The solution is to preach and live out the truths of God's Word so lovingly and consistently that God will use our behavior to draw others to Christ (1 Pet. 2:12, 3:15-16). As Jonathan Edwards, one of America's greatest theologians and pastors, wrote, "If strict discipline, and thereby strict morals, were maintained in the church, it would in all probability be one of the most powerful means of conviction and conversion towards those who are without." 2

It is possible that some people will shy away from a church that exercises discipline. But there are many other people who are looking for a church home where there is genuine love, fellowship and community—a place where people are serious about helping one another to be conformed to the image of Christ. This attitude is beautifully reflected in the following letter, which was written by a young woman who joined a particular church largely because of its commitment to loving accountability.

Becoming a member of a church that exercises biblical accountability is exciting to me. I have much to learn about church discipline, and I have been teased that I'll be in favor of it until it intersects my life!  Nonetheless, for some basic reasons I believe church discipline is a necessity for the health of a church body.

Personally, I know the trouble of taming and training my own sinful nature to walk obediently under the lordship of Christ. Therefore, to be placed under the authority of leaders who take seriously my need for accountability is both a tremendous growth opportunity and a blessing. Were I to fall into sin out of ignorance or even outright rebellion, I would like to know that there would be consequences—consequences such as confrontation of my sin, guidance in dealing with it biblically, and then support while I work to correct my behavior. Embarrassing as that all may be, it serves the greater purpose of enabling me to walk closely with Christ.

Part of my zeal for church discipline comes from having previously attended churches that needed to exercise discipline but did not take on the responsibility. In those churches I watched marriages and families break up without the church's acknowledgment. Terrible, infectious feuds between families developed into division within the congregation. Also, individuals' sinful habits grew while church leadership appeared to merely shake its head.

It seems the church shied away from intervening so as not to complicate matters or trouble the involved parties. However, I believe the most loving act would have been to confront each situation and help in resolving the conflicts. Proper administration of discipline would have possibly given opportunity for restored health to the troubled parties and to the church that was looking on.

Finally, I believe people need standards from which to operate. Ideally those standards would be developed by God's Word and modeled by the church. I remember my family floundering as my parents sought for such disciplinary standards. My sisters struggled terribly as they were drawn into adolescent curiosity with drugs, alcohol and sex. We needed wisdom, loving support, and biblical truth to be spoken into our situation. Our church was uninvolved, seemingly unprepared and as helpless as we were. My family found outside standards from which to operate; shame and the advice of 80's media and psychology. The resulting decisions have left each of us with regret and hurt.

Administering church discipline seems like a frightening and difficult task. After all, who would like to be the one carrying out disciplinary action on his brother? However, the worth of such a program is immeasurable. It only makes sense to me that this would be a part of God's plan in creating a body of believers who are refined and committed to His ways.

Thank God for giving this young woman such a clear insight into God's design for his church! May he grant church leaders grace and courage to teach and promote this humble and hopeful attitude throughout the body of Christ.

Endnotes

1 The verbs used in Matthew 18:15-17 imply repeatedly going rather than making a one-time effort.

2 The Works of Jonathan Edwards, Volume Two, Sermon V, "The Nature and End of Excommunication" (The Banner of Truth Trust: Carlisle, PA, Reprinted 1995).

[Collection entries]
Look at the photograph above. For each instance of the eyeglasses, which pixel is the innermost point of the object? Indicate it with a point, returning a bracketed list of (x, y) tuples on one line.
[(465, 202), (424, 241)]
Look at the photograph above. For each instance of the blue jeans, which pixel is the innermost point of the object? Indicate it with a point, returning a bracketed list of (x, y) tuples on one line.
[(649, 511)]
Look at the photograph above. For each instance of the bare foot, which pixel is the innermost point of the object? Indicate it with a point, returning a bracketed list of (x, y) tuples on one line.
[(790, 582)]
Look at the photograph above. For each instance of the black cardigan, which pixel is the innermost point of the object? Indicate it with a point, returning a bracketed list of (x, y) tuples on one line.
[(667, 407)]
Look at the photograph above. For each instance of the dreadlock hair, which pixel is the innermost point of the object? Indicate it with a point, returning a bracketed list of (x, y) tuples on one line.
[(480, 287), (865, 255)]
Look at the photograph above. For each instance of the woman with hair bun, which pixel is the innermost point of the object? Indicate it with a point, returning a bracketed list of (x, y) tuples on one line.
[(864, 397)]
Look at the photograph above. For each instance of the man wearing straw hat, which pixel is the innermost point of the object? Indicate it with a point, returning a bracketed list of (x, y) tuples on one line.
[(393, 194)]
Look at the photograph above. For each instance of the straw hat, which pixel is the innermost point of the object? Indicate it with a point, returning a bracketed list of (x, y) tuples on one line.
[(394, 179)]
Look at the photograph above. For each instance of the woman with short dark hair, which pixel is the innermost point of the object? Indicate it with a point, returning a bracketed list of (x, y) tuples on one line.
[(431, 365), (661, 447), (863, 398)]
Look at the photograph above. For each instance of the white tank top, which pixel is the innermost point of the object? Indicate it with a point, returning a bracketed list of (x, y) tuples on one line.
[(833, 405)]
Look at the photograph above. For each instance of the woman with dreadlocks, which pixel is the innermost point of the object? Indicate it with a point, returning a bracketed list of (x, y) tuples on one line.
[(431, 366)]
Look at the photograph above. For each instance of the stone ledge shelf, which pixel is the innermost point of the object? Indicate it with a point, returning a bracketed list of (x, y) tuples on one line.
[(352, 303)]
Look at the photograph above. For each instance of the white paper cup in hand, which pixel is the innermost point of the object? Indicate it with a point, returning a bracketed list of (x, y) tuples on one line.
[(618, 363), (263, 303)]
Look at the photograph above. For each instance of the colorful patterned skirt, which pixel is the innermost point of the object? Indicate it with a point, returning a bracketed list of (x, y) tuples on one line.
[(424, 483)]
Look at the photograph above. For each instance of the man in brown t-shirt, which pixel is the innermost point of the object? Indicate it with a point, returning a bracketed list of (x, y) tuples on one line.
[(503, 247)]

__APPLY WHAT YOU READ__.
- 1) Reproduce the passage of the text on church discipline between "Personally, I know" and "closely with Christ.", inclusive.
- 2) In the text on church discipline, what outside standards did the letter writer's family turn to?

__PER-TASK OUTPUTS__.
- 1)
Personally, I know the trouble of taming and training my own sinful nature to walk obediently under the lordship of Christ. Therefore, to be placed under the authority of leaders who take seriously my need for accountability is both a tremendous growth opportunity and a blessing. Were I to fall into sin out of ignorance or even outright rebellion, I would like to know that there would be consequences—consequences such as confrontation of my sin, guidance in dealing with it biblically, and then support while I work to correct my behavior. Embarrassing as that all may be, it serves the greater purpose of enabling me to walk closely with Christ.

- 2) Shame and the advice of 80's media and psychology.